Exercise description
Some lines below may hold the string "every". Count them and give only the total.

[Saved data entries]
● ● ●

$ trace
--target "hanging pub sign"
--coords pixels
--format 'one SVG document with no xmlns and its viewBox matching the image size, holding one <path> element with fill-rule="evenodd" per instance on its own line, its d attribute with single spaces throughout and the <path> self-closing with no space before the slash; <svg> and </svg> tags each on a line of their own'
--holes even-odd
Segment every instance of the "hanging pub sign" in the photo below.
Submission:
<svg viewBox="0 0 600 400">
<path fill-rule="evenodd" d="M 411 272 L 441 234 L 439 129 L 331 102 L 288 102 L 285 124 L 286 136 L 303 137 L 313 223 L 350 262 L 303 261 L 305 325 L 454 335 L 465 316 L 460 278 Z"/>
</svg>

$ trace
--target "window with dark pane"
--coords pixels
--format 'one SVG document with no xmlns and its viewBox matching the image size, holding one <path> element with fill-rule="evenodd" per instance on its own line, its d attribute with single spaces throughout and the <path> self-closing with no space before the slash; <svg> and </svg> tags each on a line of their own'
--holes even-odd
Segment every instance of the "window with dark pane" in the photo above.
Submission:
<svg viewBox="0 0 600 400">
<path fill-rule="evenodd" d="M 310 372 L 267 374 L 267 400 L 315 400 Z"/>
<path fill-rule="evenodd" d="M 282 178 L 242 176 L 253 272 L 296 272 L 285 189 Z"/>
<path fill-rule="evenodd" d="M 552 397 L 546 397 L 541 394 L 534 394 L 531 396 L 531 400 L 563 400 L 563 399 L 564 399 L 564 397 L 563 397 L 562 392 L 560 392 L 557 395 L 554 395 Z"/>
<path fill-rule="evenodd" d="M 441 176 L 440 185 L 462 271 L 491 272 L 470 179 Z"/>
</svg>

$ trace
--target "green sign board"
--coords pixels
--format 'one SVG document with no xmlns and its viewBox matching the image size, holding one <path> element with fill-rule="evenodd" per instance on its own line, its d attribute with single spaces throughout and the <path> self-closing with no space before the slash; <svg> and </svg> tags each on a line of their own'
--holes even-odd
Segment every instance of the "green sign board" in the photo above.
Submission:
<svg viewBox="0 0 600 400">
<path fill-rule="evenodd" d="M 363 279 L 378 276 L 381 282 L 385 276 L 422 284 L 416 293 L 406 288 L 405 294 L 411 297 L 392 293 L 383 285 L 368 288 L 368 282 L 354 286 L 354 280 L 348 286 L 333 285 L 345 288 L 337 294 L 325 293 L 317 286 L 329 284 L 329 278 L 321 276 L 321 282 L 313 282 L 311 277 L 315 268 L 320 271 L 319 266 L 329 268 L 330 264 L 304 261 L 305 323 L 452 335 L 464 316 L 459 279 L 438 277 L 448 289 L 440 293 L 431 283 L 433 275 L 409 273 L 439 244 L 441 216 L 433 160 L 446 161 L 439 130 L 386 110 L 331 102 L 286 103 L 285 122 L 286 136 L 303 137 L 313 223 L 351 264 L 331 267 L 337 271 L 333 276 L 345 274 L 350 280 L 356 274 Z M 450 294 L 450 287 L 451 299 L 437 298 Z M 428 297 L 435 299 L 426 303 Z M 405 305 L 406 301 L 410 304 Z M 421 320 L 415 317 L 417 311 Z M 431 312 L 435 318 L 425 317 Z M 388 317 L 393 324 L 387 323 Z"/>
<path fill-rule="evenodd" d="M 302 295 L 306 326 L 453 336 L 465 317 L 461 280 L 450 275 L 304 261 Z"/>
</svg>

● ● ●

Output of the task
3